Exercise objective: Identify every line in the listing below that contains the word "with" and reproduce each such line in full.

Data listing:
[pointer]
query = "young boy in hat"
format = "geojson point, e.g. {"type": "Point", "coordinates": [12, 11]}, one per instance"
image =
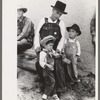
{"type": "Point", "coordinates": [52, 25]}
{"type": "Point", "coordinates": [25, 31]}
{"type": "Point", "coordinates": [46, 61]}
{"type": "Point", "coordinates": [72, 52]}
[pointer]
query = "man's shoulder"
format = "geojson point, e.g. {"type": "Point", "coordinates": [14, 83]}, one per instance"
{"type": "Point", "coordinates": [43, 53]}
{"type": "Point", "coordinates": [27, 19]}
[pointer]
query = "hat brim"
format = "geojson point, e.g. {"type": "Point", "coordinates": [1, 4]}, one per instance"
{"type": "Point", "coordinates": [46, 39]}
{"type": "Point", "coordinates": [59, 10]}
{"type": "Point", "coordinates": [24, 9]}
{"type": "Point", "coordinates": [68, 28]}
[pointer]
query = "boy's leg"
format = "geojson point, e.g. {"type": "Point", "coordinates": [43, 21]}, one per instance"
{"type": "Point", "coordinates": [40, 76]}
{"type": "Point", "coordinates": [49, 81]}
{"type": "Point", "coordinates": [59, 75]}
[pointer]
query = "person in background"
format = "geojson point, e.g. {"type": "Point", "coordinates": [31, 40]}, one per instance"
{"type": "Point", "coordinates": [93, 30]}
{"type": "Point", "coordinates": [52, 25]}
{"type": "Point", "coordinates": [46, 61]}
{"type": "Point", "coordinates": [72, 52]}
{"type": "Point", "coordinates": [25, 31]}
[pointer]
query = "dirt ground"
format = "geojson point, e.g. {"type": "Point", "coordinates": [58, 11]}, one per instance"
{"type": "Point", "coordinates": [28, 89]}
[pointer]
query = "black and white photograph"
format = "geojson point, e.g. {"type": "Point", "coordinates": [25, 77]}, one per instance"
{"type": "Point", "coordinates": [56, 49]}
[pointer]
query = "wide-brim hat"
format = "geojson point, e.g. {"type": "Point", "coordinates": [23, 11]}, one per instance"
{"type": "Point", "coordinates": [24, 9]}
{"type": "Point", "coordinates": [60, 6]}
{"type": "Point", "coordinates": [46, 39]}
{"type": "Point", "coordinates": [75, 27]}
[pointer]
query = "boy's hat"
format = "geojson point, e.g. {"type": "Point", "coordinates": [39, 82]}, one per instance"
{"type": "Point", "coordinates": [60, 6]}
{"type": "Point", "coordinates": [46, 39]}
{"type": "Point", "coordinates": [75, 27]}
{"type": "Point", "coordinates": [22, 8]}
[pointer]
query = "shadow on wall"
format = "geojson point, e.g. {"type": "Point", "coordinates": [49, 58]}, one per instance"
{"type": "Point", "coordinates": [79, 11]}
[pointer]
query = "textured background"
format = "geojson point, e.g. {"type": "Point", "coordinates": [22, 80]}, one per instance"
{"type": "Point", "coordinates": [79, 11]}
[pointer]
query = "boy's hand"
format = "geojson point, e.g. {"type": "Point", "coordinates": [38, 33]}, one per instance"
{"type": "Point", "coordinates": [65, 60]}
{"type": "Point", "coordinates": [50, 67]}
{"type": "Point", "coordinates": [79, 59]}
{"type": "Point", "coordinates": [56, 55]}
{"type": "Point", "coordinates": [38, 49]}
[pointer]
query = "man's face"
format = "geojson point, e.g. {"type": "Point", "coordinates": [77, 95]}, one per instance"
{"type": "Point", "coordinates": [72, 33]}
{"type": "Point", "coordinates": [56, 14]}
{"type": "Point", "coordinates": [49, 46]}
{"type": "Point", "coordinates": [20, 13]}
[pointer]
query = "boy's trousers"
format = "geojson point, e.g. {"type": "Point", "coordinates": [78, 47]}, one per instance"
{"type": "Point", "coordinates": [59, 75]}
{"type": "Point", "coordinates": [49, 82]}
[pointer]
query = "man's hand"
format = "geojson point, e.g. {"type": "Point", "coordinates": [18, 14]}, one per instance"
{"type": "Point", "coordinates": [67, 61]}
{"type": "Point", "coordinates": [38, 49]}
{"type": "Point", "coordinates": [50, 67]}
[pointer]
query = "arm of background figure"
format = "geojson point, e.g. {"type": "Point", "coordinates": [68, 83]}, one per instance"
{"type": "Point", "coordinates": [37, 35]}
{"type": "Point", "coordinates": [26, 30]}
{"type": "Point", "coordinates": [79, 48]}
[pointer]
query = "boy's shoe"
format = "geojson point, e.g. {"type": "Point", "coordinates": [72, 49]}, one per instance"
{"type": "Point", "coordinates": [44, 97]}
{"type": "Point", "coordinates": [55, 97]}
{"type": "Point", "coordinates": [67, 61]}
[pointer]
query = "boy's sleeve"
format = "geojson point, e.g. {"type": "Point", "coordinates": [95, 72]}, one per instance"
{"type": "Point", "coordinates": [79, 48]}
{"type": "Point", "coordinates": [42, 59]}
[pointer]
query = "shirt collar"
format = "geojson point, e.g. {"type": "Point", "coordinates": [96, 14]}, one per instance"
{"type": "Point", "coordinates": [20, 19]}
{"type": "Point", "coordinates": [50, 20]}
{"type": "Point", "coordinates": [71, 40]}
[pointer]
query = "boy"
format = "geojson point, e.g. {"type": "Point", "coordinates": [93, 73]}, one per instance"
{"type": "Point", "coordinates": [72, 52]}
{"type": "Point", "coordinates": [46, 61]}
{"type": "Point", "coordinates": [52, 25]}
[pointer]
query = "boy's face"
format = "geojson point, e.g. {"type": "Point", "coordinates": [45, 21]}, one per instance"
{"type": "Point", "coordinates": [72, 33]}
{"type": "Point", "coordinates": [49, 46]}
{"type": "Point", "coordinates": [20, 13]}
{"type": "Point", "coordinates": [56, 14]}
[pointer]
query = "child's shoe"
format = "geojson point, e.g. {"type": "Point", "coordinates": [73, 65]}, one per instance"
{"type": "Point", "coordinates": [55, 97]}
{"type": "Point", "coordinates": [67, 61]}
{"type": "Point", "coordinates": [44, 97]}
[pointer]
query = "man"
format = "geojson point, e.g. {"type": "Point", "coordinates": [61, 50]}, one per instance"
{"type": "Point", "coordinates": [51, 26]}
{"type": "Point", "coordinates": [25, 31]}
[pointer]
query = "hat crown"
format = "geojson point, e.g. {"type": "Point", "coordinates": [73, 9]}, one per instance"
{"type": "Point", "coordinates": [75, 26]}
{"type": "Point", "coordinates": [60, 5]}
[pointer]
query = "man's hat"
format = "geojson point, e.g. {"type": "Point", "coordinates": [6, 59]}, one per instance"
{"type": "Point", "coordinates": [75, 27]}
{"type": "Point", "coordinates": [60, 6]}
{"type": "Point", "coordinates": [46, 39]}
{"type": "Point", "coordinates": [22, 8]}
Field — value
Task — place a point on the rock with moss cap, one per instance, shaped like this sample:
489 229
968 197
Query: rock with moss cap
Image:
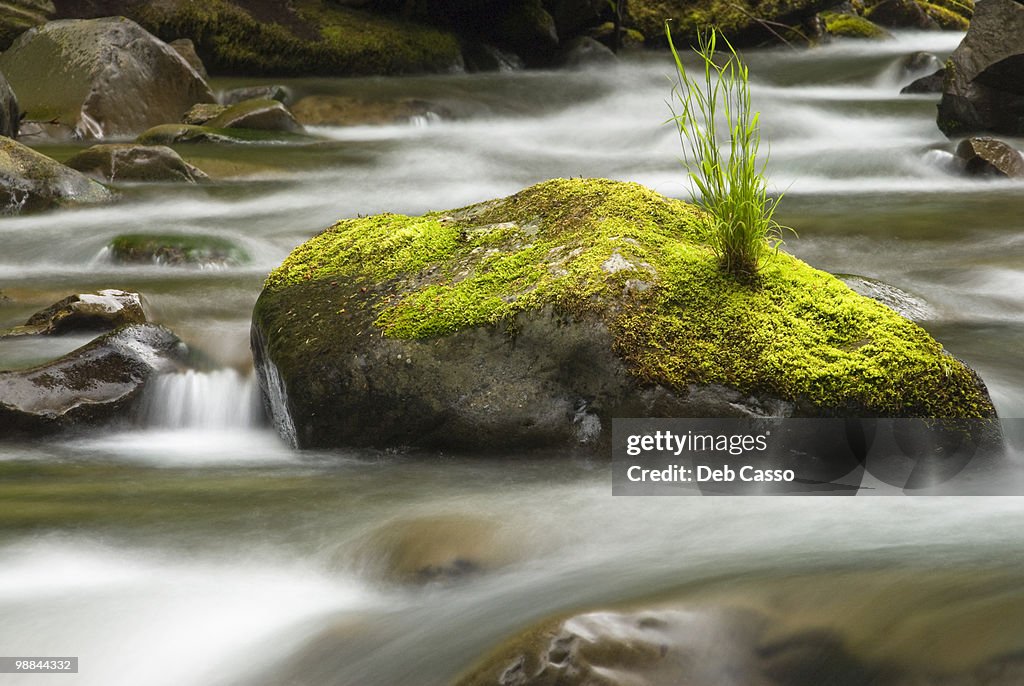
536 318
102 77
30 181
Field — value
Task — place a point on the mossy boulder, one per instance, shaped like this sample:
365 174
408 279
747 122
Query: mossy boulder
173 134
16 16
97 384
104 78
259 115
30 181
128 162
537 318
176 250
104 310
852 26
301 38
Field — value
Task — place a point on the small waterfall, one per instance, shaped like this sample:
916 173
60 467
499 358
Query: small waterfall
219 399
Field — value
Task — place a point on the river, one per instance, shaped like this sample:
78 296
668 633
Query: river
200 550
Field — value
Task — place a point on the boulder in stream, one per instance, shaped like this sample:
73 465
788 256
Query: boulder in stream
129 162
31 181
988 157
104 77
94 385
984 77
534 319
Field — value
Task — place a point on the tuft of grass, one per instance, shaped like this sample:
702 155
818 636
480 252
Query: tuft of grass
713 112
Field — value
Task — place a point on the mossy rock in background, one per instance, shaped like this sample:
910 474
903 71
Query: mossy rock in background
314 39
536 318
16 16
852 26
176 250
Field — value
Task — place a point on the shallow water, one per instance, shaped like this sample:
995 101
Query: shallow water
198 549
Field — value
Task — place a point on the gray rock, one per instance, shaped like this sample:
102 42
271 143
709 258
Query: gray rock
988 157
97 384
129 162
984 79
31 181
104 310
103 77
10 112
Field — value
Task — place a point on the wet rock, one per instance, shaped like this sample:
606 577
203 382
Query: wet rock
235 95
901 14
176 250
185 48
340 111
984 79
896 299
104 310
97 384
102 77
256 115
128 162
10 113
31 181
513 324
988 157
16 16
584 51
173 134
926 84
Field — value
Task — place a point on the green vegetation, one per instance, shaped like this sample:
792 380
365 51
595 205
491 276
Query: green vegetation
731 187
640 263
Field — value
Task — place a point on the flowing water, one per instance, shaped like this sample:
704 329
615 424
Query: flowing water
198 549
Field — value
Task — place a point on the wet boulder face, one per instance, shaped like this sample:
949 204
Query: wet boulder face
10 112
984 77
97 384
532 320
105 78
31 181
104 310
988 157
126 162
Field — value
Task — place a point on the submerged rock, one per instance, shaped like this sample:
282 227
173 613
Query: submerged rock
173 134
31 181
988 157
127 162
534 319
340 111
104 310
984 78
94 385
176 250
102 77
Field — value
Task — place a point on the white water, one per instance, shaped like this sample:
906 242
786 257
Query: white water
201 550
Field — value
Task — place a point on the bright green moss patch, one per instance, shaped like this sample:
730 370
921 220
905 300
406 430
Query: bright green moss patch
638 262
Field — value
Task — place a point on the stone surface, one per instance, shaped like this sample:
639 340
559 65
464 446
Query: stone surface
97 384
103 77
984 78
534 320
988 157
129 162
31 181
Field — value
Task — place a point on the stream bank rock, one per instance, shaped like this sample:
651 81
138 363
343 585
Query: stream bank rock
534 319
104 78
30 181
984 77
127 162
96 384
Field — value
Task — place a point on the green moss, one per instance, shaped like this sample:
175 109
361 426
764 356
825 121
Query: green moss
851 26
342 41
642 264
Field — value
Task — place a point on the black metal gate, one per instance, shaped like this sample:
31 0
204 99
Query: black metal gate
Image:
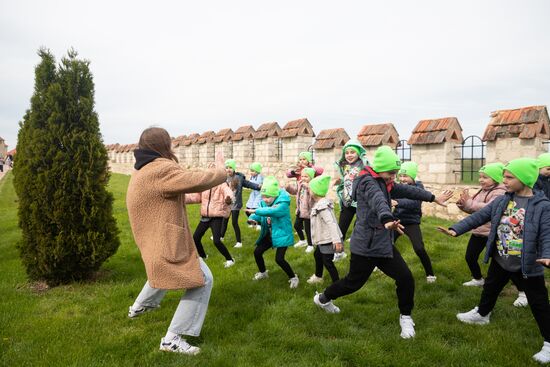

Solved exercise:
Task — place a point on the rock with moss cap, one per instance, shaped like this sample:
Query: rock with moss cap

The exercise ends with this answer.